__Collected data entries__
◆ ◆ ◆ ◆ ◆
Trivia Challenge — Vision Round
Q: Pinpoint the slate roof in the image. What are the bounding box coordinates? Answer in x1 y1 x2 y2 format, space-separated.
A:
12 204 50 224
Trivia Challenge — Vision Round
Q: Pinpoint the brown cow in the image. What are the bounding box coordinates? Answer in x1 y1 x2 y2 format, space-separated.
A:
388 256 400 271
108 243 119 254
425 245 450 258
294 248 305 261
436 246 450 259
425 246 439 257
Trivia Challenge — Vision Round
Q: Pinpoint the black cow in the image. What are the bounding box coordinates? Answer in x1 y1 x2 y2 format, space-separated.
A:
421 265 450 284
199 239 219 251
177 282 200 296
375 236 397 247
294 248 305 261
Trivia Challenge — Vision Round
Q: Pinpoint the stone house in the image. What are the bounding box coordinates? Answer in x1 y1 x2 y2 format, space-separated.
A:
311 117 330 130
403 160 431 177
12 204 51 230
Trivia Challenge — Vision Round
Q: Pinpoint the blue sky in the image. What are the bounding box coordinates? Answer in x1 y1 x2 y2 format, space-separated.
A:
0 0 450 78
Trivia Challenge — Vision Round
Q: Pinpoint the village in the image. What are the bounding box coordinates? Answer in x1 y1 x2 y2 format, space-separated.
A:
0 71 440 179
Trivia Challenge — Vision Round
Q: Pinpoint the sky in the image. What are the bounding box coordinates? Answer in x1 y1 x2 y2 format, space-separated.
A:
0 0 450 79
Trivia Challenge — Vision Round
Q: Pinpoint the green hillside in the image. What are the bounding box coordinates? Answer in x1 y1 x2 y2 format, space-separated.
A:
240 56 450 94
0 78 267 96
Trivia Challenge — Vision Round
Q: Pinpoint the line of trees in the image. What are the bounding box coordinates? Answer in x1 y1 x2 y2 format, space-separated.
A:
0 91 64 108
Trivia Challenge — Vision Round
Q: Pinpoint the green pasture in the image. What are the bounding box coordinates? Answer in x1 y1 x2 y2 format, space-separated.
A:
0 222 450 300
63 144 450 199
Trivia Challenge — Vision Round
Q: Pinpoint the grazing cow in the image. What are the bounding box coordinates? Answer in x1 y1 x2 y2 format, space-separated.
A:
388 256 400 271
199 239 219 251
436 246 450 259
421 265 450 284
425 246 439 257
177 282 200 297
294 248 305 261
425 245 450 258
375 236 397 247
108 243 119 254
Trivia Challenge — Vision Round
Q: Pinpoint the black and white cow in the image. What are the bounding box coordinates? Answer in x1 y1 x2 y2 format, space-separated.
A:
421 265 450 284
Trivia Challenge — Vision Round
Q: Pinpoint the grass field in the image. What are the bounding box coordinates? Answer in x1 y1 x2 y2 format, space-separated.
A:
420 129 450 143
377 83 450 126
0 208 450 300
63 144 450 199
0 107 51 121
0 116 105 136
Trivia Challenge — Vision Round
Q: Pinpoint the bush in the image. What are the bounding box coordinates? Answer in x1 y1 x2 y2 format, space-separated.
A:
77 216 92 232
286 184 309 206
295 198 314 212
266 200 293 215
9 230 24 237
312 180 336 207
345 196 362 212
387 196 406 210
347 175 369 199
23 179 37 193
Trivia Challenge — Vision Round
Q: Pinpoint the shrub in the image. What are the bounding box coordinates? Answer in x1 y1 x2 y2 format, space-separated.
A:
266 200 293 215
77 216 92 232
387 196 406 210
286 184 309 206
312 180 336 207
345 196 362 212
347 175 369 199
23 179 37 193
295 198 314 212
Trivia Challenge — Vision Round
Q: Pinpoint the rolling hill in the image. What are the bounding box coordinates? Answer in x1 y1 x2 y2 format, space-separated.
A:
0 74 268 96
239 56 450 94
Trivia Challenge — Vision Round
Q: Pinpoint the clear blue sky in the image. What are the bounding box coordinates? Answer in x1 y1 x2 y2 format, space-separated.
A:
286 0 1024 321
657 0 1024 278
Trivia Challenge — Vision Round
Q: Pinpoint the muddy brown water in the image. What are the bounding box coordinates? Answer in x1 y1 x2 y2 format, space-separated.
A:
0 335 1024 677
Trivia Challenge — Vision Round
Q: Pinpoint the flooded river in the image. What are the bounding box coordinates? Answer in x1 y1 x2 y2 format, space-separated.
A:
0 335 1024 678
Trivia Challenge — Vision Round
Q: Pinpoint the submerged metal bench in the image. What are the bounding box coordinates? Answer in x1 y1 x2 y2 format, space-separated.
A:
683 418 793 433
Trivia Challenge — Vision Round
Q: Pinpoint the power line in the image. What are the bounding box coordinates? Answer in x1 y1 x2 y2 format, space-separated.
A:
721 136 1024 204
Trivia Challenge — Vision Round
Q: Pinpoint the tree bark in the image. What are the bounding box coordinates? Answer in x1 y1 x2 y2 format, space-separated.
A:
◆ ◆ ◆ ◆ ◆
__Exercise task__
Please copy out the lines of the listing above exactly, from the start of the listing through the line containing "0 71 440 179", including both ends.

__Answer to the problem__
Trivia Challenge — Vision Round
Q: Pinpoint the slate roof in the image. What are the bounding box coordinates? Answer in x1 y1 x2 y2 format, space-separated.
A:
12 204 50 224
Trivia Challenge — Vision Round
Q: Pinpoint the brown cow in the image. What are the bounding box coordinates? Answer in x1 y1 x2 y2 format, space-separated.
A:
388 256 400 271
108 243 119 254
425 245 450 258
294 248 305 261
436 246 450 259
425 246 439 257
Trivia Challenge — Vision Round
Q: Pinpoint the black cow in the image. What are the bounding box coordinates? Answer in x1 y1 x2 y2 format, space-separated.
A:
421 265 450 284
199 239 219 251
177 282 200 296
375 236 397 247
294 248 305 261
Trivia Challenge — Vision Round
Q: Pinpoint the stone house in the image. What are the bounding box coordinates? Answer in x1 y1 x2 y2 format, space-separated.
A:
311 117 330 130
403 160 431 177
12 204 51 230
Trivia Challenge — Vision Round
Q: Pinpoint the blue sky in the image. What are the bounding box coordinates? Answer in x1 y1 x2 y2 format, space-separated.
A:
0 0 450 78
Trivia Challenge — Vision Round
Q: Pinpoint the village in the image. What are the bounding box coordinates? Answer in x1 y1 x2 y2 format, space-separated.
A:
0 71 440 179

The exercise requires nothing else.